Source:
((

# best componet system out their



## solo20 (Jan 15, 2002)

time to upgrade my 95 caddie with a componet system need help choosing one.


----------



## Sporty (Jan 26, 2006)

> _Originally posted by solo20_@Feb 6 2008, 06:14 PM~9879550
> *time to upgrade my 95 caddie with a componet system need help choosing one.
> *



what's your budget?
what size are you looking for?


----------



## solo20 (Jan 15, 2002)

money is not an issue. here is what i was thinking 6x9's in the back then 6 1/2 in the front doors and not really sure what size tweeters .my goal is to have a componet system that can play loud as fuck with any type of music genre


----------



## solo20 (Jan 15, 2002)

iam not counting the 6x9's as part of the componet system just extra shit


----------



## incman78 (Sep 19, 2007)

i've always ran infinity mids and highs....and they're not that expensive..


----------



## KREPTLOW (Mar 15, 2005)

I was just shooping myself for one for a 2000 deville and I came across Focal, and was impressed with this system.


----------



## Brahma Brian (Nov 17, 2004)

http://cdtaudio.com/


----------



## scrapping_mazda_mini (Nov 15, 2002)

focal utopias you wont be disappointed cdts are ok too


----------



## Pitbullx (Jul 27, 2005)

u cant afford the "best'


----------



## 79 cutty (Sep 27, 2005)

> _Originally posted by Pitbullx_@Feb 8 2008, 10:15 AM~9894863
> *u cant afford the "best'
> *



:0 :0


----------



## solo20 (Jan 15, 2002)

))

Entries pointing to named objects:
((

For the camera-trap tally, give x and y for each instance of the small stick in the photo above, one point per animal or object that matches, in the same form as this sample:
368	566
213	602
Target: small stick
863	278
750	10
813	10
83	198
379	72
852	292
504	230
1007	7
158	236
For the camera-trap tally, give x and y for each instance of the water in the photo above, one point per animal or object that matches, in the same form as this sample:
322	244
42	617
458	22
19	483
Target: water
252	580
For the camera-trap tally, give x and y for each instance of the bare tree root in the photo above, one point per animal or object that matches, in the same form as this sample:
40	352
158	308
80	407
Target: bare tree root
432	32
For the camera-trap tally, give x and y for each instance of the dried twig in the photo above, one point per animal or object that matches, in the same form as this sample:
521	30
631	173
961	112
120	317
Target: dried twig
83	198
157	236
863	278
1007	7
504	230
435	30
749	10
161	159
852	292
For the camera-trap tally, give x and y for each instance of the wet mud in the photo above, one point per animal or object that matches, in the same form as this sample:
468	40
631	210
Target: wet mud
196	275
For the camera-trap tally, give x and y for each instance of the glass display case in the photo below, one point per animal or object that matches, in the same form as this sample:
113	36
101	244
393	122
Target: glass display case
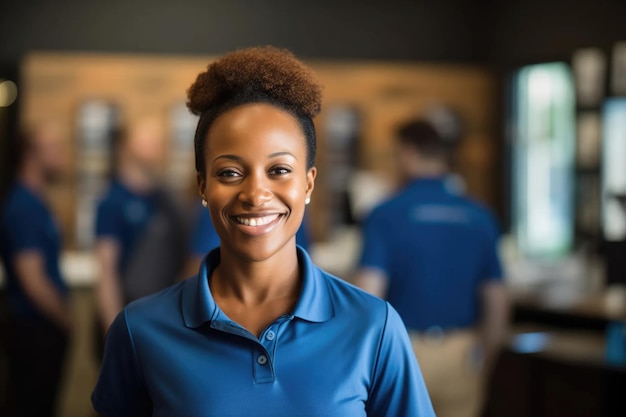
543	145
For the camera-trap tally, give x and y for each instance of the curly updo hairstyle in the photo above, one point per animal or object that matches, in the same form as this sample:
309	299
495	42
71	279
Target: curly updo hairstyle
255	75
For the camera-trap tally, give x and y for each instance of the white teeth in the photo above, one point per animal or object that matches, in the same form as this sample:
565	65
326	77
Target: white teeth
257	221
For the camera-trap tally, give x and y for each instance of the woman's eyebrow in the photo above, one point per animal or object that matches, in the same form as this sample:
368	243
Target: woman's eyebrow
276	154
232	157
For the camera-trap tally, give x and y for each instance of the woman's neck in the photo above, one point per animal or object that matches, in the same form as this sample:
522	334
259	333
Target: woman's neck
255	283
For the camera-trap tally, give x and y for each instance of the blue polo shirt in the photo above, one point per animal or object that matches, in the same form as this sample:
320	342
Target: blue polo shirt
123	215
204	237
436	248
26	224
340	353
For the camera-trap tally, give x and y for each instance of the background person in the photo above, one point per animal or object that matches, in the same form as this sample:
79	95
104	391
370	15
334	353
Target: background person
40	317
433	254
140	231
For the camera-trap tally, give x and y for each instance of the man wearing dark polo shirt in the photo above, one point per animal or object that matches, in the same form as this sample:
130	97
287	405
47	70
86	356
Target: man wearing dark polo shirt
432	253
40	320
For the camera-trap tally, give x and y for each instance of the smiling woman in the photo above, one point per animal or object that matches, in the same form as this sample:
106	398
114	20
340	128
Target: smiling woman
260	330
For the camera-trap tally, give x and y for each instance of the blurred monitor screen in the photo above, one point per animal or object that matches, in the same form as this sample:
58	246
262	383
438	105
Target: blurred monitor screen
614	169
543	152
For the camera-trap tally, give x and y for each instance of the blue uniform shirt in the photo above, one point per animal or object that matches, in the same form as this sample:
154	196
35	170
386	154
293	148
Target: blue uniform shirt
204	237
123	215
436	248
340	353
26	224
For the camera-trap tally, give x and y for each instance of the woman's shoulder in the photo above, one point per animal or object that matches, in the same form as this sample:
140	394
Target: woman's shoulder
348	298
162	305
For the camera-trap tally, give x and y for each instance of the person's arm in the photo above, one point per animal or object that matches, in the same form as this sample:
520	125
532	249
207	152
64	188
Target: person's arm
495	319
372	280
121	389
398	389
31	275
108	291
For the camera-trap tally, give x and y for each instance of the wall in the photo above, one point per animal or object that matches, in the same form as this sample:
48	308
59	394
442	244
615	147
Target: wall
531	31
442	30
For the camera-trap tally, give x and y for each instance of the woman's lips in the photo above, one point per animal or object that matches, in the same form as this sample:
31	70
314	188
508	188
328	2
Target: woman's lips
257	225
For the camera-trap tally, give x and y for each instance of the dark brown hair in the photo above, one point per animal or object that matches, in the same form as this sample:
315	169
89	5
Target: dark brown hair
423	137
255	75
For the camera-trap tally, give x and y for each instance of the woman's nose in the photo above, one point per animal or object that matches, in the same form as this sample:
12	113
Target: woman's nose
255	191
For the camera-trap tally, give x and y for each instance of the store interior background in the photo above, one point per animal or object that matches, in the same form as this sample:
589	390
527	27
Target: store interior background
381	62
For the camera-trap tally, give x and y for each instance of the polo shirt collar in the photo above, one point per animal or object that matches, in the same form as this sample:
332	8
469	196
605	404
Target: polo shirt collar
198	306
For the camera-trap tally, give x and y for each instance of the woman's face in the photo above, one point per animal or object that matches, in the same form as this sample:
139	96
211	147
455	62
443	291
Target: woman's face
256	180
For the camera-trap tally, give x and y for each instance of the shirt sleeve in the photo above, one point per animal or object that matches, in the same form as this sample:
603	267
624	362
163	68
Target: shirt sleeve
204	237
492	267
398	388
24	231
121	390
108	222
374	251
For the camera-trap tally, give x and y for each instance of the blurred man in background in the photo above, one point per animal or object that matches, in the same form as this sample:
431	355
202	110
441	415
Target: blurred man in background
40	319
140	230
433	254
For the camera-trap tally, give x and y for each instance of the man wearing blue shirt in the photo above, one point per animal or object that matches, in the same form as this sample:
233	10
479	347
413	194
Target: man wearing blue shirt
141	238
432	253
40	319
340	353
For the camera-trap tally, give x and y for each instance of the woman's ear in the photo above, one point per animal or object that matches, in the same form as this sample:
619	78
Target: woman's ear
201	185
310	181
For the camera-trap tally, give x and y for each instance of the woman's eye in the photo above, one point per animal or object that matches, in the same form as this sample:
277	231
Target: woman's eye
228	173
280	171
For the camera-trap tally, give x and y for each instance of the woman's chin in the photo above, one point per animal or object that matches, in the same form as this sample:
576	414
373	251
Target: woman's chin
259	250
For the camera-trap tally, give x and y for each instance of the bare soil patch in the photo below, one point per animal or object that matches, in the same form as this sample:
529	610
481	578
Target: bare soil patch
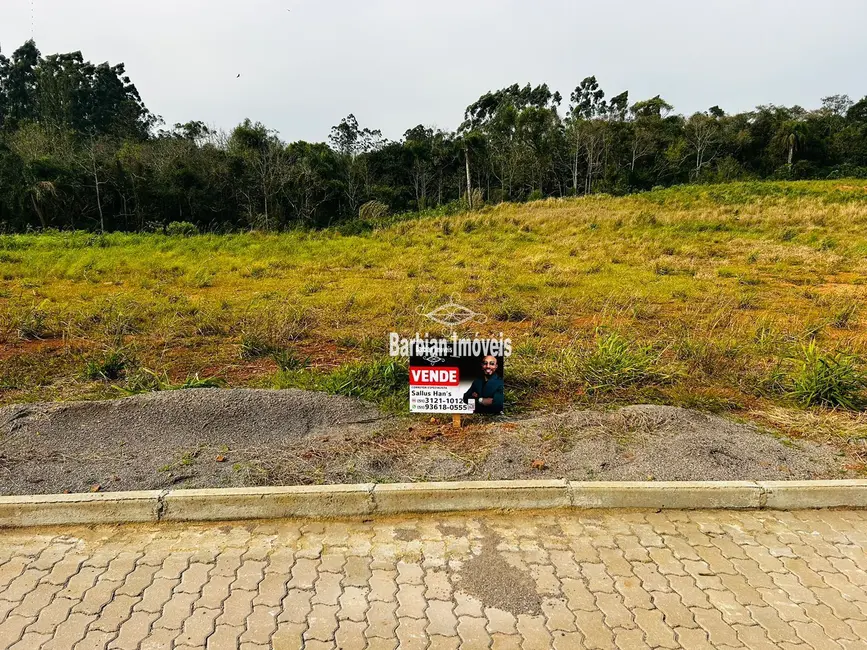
234	438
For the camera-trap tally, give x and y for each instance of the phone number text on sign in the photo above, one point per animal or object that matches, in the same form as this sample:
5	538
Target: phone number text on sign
436	391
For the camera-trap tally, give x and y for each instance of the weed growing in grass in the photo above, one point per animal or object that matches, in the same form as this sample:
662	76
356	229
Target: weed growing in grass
827	379
618	363
147	381
109	367
30	323
272	328
287	360
383	381
846	315
182	229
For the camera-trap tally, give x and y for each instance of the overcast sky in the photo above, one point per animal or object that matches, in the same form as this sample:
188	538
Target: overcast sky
305	64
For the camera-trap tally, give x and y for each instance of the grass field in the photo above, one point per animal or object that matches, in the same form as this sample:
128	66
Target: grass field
745	298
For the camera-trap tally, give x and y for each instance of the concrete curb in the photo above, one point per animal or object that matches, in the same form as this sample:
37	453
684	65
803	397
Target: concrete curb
390	499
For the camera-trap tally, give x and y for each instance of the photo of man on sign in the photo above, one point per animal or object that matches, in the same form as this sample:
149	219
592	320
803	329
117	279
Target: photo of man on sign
459	383
486	392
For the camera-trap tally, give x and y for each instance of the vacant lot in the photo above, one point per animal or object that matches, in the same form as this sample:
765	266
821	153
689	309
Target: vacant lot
729	298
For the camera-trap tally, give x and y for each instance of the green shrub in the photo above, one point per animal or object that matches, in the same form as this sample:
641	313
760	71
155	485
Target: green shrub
182	229
827	379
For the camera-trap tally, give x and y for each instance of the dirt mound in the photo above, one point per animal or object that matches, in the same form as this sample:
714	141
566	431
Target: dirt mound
664	443
155	440
232	438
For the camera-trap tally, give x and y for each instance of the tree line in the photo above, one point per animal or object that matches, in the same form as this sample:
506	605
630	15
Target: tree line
80	150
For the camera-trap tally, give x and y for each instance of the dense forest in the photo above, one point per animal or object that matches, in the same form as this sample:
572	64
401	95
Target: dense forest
80	150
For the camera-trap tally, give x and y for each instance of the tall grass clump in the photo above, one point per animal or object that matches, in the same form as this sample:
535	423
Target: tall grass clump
618	363
383	381
271	329
827	379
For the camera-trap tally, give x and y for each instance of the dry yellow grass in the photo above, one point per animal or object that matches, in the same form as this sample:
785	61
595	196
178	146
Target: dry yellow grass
722	284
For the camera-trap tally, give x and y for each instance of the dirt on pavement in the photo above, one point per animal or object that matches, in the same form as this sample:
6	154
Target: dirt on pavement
233	438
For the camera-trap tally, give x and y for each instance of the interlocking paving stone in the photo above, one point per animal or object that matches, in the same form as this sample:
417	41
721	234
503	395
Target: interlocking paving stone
614	579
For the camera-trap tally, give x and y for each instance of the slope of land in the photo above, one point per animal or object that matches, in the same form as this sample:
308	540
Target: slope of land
714	294
233	438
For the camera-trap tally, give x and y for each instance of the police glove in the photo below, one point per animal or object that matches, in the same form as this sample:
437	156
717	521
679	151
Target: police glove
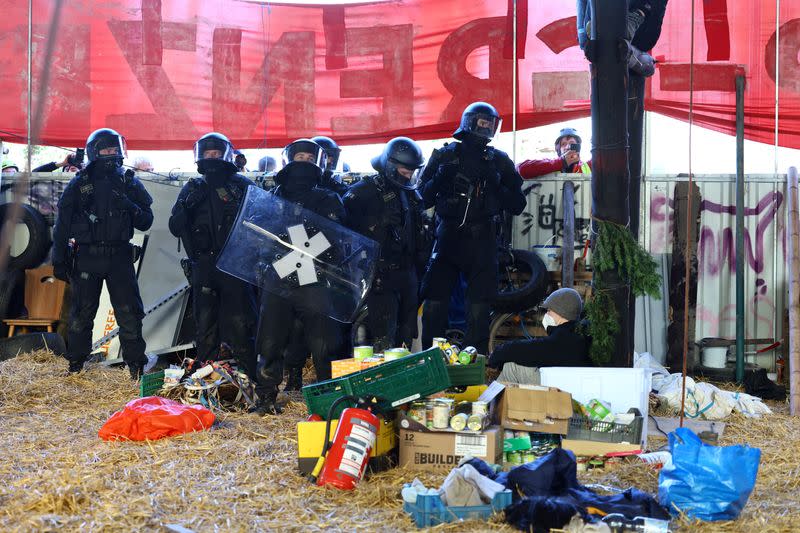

))

Required task: Rewrite the thread's paragraph beginning "money is not an issue" as a short list that keeps its main facts. Work from the thread alone.

Solution to this task:
- Budget: not an issue
- Rear: 6x9 speakers
- Front doors: 6 1/2 speakers
- Tweeters: size not yet decided
- Goal: a component system that plays very loud with any music genre